ЗАДАНИЕ A
Сколько строк в записях ниже содержат слово «memorial»? Регистр букв учитывается, в ответе укажите только число.

ОТРЫВОК
* * *

— А что Лапкевич?

— Хлебом-солью встречал Красную Армию, на первом митинге в Вильно выступал с речью, а сейчас его на улицах так же не видно, как и Александра Власова... Где они, что с ними — неизвестно, как и про Владимира Самойло... Да, а знаешь ли ты, Янка, — спрашивал Людас, — может, слышал, как после твоего стихотворения отбивался Антон Лапкевич от Радослава Островского, от Акинчица, с которыми оказался было в их фашистском союзе. Антону в этом очень горячо помогал Самойло. Владимир Иванович вел гражданский суд над Островским и доказал виленской публике, что Островский и его жена, жар-псица, как ее называл Самойло, — платные агенты польских и немецких фашистов. Пришлось Островскому покинуть Вильно. Заводной все-таки был Владимир Иванович!..

* * *

ВХОДНЫЕ ЗАПИСИ
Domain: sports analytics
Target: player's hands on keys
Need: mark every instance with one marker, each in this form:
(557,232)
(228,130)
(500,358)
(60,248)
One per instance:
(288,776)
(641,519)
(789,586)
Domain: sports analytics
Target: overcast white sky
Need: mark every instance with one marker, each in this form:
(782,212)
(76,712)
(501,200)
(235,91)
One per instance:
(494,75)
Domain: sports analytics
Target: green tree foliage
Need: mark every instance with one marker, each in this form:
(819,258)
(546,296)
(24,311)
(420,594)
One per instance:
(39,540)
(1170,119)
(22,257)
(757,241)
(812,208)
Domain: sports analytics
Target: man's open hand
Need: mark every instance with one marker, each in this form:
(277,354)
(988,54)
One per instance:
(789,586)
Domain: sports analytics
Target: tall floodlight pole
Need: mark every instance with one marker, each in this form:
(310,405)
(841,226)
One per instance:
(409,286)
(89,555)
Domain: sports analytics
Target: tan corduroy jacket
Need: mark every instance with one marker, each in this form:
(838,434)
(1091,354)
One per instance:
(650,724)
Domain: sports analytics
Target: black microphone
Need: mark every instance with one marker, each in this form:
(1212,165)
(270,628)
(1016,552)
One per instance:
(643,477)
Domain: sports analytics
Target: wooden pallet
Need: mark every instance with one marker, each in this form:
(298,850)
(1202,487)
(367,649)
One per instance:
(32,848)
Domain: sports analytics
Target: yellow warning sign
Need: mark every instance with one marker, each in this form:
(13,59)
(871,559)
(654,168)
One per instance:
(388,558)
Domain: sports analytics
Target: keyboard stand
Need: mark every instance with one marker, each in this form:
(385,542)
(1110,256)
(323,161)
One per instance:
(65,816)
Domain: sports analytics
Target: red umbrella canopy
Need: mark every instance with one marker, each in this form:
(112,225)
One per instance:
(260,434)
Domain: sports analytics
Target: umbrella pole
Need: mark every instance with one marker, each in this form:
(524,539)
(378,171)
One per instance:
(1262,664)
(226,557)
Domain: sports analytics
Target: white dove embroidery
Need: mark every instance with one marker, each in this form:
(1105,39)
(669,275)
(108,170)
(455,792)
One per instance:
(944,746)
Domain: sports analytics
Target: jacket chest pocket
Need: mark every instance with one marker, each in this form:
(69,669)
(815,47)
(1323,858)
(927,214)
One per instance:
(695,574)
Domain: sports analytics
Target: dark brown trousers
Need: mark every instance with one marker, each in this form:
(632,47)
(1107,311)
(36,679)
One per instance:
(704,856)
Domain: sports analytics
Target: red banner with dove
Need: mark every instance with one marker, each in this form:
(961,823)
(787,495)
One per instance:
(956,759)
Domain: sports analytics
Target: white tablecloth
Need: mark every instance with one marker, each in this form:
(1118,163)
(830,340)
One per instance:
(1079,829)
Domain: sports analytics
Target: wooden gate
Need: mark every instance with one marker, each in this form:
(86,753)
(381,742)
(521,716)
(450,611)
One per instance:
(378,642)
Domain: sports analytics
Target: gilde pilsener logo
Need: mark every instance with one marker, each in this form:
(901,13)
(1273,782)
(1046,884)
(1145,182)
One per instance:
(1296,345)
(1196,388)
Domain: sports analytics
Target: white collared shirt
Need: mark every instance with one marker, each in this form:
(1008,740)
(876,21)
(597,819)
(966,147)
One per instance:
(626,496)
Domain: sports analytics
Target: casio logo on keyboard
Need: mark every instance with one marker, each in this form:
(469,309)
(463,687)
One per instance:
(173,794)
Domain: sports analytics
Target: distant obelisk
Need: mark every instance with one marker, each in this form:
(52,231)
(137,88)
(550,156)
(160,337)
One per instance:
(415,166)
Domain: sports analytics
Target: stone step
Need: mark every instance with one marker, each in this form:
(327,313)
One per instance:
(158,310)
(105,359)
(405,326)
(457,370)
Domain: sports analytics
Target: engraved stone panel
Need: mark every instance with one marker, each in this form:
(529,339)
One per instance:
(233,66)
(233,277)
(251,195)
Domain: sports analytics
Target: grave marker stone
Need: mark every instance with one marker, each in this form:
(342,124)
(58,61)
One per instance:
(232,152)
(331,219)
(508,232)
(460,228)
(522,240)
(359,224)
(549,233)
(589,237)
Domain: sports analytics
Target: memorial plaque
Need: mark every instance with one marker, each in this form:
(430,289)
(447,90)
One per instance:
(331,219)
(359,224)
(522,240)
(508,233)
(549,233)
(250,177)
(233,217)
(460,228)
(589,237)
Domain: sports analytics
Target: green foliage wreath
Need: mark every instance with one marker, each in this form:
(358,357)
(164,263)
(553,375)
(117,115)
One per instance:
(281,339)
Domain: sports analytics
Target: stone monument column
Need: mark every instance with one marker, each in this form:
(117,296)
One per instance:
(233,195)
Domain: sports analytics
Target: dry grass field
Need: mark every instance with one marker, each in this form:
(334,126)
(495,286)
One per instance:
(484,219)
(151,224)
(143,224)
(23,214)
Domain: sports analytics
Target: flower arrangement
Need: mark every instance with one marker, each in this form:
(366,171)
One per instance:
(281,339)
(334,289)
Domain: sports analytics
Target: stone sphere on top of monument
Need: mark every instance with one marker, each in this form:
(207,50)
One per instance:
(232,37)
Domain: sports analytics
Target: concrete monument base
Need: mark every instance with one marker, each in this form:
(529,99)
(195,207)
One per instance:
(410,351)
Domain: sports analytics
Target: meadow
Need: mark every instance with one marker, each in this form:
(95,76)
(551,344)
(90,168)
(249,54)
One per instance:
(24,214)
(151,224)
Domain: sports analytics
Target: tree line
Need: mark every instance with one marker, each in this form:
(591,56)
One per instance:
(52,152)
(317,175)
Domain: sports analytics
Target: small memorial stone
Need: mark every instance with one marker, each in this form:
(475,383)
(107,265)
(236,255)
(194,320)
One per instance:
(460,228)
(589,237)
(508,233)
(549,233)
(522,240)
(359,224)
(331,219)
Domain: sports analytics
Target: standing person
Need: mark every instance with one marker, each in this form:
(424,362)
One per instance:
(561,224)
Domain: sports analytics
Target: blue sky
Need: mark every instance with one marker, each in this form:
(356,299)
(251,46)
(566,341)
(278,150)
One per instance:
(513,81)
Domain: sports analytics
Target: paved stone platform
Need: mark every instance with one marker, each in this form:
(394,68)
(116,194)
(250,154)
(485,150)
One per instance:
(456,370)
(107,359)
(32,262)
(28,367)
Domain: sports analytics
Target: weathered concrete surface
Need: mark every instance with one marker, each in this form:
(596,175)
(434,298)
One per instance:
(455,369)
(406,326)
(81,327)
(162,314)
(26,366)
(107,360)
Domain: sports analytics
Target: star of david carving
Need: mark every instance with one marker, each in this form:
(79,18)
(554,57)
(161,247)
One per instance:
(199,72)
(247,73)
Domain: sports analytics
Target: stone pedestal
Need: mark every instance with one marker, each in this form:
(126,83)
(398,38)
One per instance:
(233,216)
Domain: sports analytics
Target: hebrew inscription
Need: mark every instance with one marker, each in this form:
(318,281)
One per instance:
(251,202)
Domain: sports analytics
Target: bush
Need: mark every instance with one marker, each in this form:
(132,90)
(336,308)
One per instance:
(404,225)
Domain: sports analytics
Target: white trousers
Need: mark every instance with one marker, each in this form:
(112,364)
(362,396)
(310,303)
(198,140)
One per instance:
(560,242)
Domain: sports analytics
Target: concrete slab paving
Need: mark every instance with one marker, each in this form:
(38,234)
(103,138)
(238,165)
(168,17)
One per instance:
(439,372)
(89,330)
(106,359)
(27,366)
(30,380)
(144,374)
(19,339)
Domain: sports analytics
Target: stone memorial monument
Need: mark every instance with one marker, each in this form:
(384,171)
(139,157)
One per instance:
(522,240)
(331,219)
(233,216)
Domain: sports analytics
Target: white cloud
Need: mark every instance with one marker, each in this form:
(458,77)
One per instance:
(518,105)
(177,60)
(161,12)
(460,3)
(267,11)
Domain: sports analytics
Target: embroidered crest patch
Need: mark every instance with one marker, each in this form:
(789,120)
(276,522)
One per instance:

* * *

ЗАДАНИЕ B
Напишите продолжение приведенного выше отрывка о Лапкевиче, Островском и Самойло, начиная сразу после его последней фразы.

РЕЗУЛЬТАТ A
3

РЕЗУЛЬТАТ B
Купала слушал эти рассказы и вспоминал второго своего учителя — Бронислава Игнатьевича Эпимах-Шипилло, с которым впервые познакомился здесь же, в Вильно, в 1909 году. В июле 1933 года он навестил его с Владиславой Францевной в Ленинграде — совсем уже старенького, больного профессора. То была их последняя встреча. Выцвели пивные глаза, ой как выцвели, но радостью зажглись и они при виде ученика, Владиславы Францевны. Тогда Купала впервые познакомился с доцентом Пушкаревичем, опекуном старого профессора, о котором много слышал, но чью руку еще не пожимал. А было за что, ведь Пушкаревич еще в 1933 году начал работать над докторской по Купале и Коласу, перечеркивая фриче-бэндевские догмы литературы. Но никто не ведал в ту пору, что пути Пушкаревича и Бэнде тоже пересекутся — в блокадном Ленинграде. Пушкаревич из блокады живым не вышел, Бэнде вышел: и живым, и с ключами от квартиры на 4-й линии Васильевского острова. А после войны он даже решился защищать кандидатскую диссертацию по Янке Купале и Якубу Коласу, слово в слово повторяя все, что писал о них Пушкаревич. Сам Бэнде «перестраивался». Но плагиат был обнаружен, и вся беспринципность несостоятельной спекулятивности критика вопиюще раскрыла себя до конца. Раскрыла и не могла не раскрыть себя, как и любые спекулятивные претензии к поэзии истинной, к поэту, всегда остававшемуся и остающемуся в стократ выше их — неколебимо, монументально.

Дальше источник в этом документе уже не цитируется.